- Extrait à lire

>>

Dans la Cuisine de l'Herboriste : Articles  

Umami ! Pour une cuisine végétale riche en goût, en nutriments & en protéines (I)

Ingrédients riches en umami

Comment composer une assiette végétarienne ou vegan qui ne donne pas l’impression qu’on lui a juste enlevé quelque chose ?

Quand on végétalise son assiette, on est souvent inquiet de faire face au manque : de saveurs, de nutriments, de plaisir... Et quelle tristesse de se sentir frustré quand on mange !

En se lançant dans l’aventure du food-truck, on s’est posé beaucoup de questions. On voulait que notre cuisine s’adresse à tout le monde. Que, quel que soit son régime alimentaire, on puisse avoir envie de nos plats.

Alors on a fait des tests.
Très vite, on a donné une grande place aux champignons, aux algues, aux produits fermentés. Parce que ces ingrédients procurent le même genre de sensations puissantes qu’on peut avoir en mangeant certains plats de viande : une profondeur de goût, une longueur en bouche, quelque chose qui réveille les papilles et leur donne envie de se resservir…

On s’est rendu compte que cet ensemble de sensations avaient un nom : l’umami.

Ce mot, on l’avait beaucoup entendu, mais on avait qu’une idée vague de ce qu’il désignait exactement.

On a voulu en savoir plus, et on a trouvé un outil puissant pour la cuisine végétale, au service du goût, mais aussi de notre santé : l’umami est un indicateur de la richesse nutritive d’un aliment, notamment de sa richesse en acides aminés.

Si, pour vous aussi, ce mot est encore flou, on vous donne d’abord quelques clés de compréhension, avec un petit détour par l’histoire de sa découverte.

Si vous y voyez déjà très clair, vous pouvez vous rendre directement au 2e article de cette série pour (re)découvrir les sources végétales qui sont les plus riches en umami, et des idées et astuces pour les intégrer facilement dans votre cuisine.

<<

- Entrées sources
>>

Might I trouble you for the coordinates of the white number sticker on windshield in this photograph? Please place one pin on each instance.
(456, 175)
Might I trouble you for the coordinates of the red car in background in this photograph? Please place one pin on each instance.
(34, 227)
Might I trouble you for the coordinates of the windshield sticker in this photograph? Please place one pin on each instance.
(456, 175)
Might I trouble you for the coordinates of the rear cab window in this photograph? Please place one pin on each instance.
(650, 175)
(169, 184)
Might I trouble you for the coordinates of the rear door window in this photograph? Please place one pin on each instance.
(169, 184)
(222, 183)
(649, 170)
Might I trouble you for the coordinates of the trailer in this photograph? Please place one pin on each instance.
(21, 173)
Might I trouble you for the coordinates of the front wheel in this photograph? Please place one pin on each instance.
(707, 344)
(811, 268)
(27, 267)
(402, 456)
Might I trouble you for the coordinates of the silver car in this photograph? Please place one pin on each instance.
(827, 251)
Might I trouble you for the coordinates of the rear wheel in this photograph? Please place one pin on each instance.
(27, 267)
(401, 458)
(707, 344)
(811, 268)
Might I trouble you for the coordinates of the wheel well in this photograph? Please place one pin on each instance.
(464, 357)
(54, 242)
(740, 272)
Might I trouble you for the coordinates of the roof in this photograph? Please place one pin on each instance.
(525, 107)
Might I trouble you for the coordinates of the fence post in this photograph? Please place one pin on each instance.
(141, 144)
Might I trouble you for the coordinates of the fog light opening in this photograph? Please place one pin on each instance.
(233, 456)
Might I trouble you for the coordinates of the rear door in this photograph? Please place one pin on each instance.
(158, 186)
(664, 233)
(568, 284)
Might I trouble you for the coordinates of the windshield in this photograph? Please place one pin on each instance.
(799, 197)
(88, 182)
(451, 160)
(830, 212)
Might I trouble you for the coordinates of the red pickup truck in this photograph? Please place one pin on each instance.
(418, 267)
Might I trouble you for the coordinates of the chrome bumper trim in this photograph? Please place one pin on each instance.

<<
>>

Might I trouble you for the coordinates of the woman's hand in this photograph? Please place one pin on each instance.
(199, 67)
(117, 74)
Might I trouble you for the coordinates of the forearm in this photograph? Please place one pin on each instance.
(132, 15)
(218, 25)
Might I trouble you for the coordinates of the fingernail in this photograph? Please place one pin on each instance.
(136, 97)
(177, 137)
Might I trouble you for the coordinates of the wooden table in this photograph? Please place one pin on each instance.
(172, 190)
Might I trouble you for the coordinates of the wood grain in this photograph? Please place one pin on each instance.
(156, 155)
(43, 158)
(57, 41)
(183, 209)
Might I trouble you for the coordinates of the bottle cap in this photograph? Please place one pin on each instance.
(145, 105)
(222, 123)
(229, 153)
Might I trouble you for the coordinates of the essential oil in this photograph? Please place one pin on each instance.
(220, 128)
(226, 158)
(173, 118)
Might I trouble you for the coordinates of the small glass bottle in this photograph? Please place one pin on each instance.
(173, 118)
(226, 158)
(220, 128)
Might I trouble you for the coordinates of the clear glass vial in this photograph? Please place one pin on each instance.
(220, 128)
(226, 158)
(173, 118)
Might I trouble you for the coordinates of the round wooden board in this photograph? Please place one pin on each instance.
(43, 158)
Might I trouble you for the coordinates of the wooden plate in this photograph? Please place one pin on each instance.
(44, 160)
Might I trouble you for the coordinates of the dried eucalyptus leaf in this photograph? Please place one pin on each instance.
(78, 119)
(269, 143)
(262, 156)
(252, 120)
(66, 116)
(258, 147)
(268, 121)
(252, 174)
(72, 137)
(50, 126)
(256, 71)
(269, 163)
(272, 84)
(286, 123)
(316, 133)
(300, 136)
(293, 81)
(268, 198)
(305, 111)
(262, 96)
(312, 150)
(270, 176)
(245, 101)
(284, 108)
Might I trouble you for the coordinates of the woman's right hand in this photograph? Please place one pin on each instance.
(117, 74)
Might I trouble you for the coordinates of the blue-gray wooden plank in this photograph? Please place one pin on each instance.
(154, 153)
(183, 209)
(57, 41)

<<

- Consignes
(A) Répondez à ces questions sur l'article sur l'umami :
(i) Dans quelle aventure les auteurs se sont-ils lancés ?
(ii) À quels ingrédients ont-ils très vite donné une grande place ?
(iii) De quoi l'umami est-il un indicateur ?
(B) Dans les entrées, renommez s'il vous plaît «pin» en «marker», en commençant à la ligne qui contient «Might I trouble you for the coordinates of the trailer» et en terminant à la ligne qui contient «Might I trouble you for the coordinates of the chrome». Redonnez uniquement ces lignes, sans autre changement.
L'article sur l'umami et les entrées n'ont aucun lien entre eux.

- Résultats finaux
(A)
(i) L'aventure du food-truck.
(ii) Aux champignons, aux algues et aux produits fermentés.
(iii) De la richesse nutritive d'un aliment, notamment de sa richesse en acides aminés.

(B)
Might I trouble you for the coordinates of the trailer in this photograph? Please place one marker on each instance.
(21, 173)
Might I trouble you for the coordinates of the front wheel in this photograph? Please place one marker on each instance.
(707, 344)
(811, 268)
(27, 267)
(402, 456)
Might I trouble you for the coordinates of the silver car in this photograph? Please place one marker on each instance.
(827, 251)
Might I trouble you for the coordinates of the rear wheel in this photograph? Please place one marker on each instance.
(27, 267)
(401, 458)
(707, 344)
(811, 268)
Might I trouble you for the coordinates of the wheel well in this photograph? Please place one marker on each instance.
(464, 357)
(54, 242)
(740, 272)
Might I trouble you for the coordinates of the roof in this photograph? Please place one marker on each instance.
(525, 107)
Might I trouble you for the coordinates of the fence post in this photograph? Please place one marker on each instance.
(141, 144)
Might I trouble you for the coordinates of the fog light opening in this photograph? Please place one marker on each instance.
(233, 456)
Might I trouble you for the coordinates of the rear door in this photograph? Please place one marker on each instance.
(158, 186)
(664, 233)
(568, 284)
Might I trouble you for the coordinates of the windshield in this photograph? Please place one marker on each instance.
(799, 197)
(88, 182)
(451, 160)
(830, 212)
Might I trouble you for the coordinates of the red pickup truck in this photograph? Please place one marker on each instance.
(418, 267)
Might I trouble you for the coordinates of the chrome bumper trim in this photograph? Please place one marker on each instance.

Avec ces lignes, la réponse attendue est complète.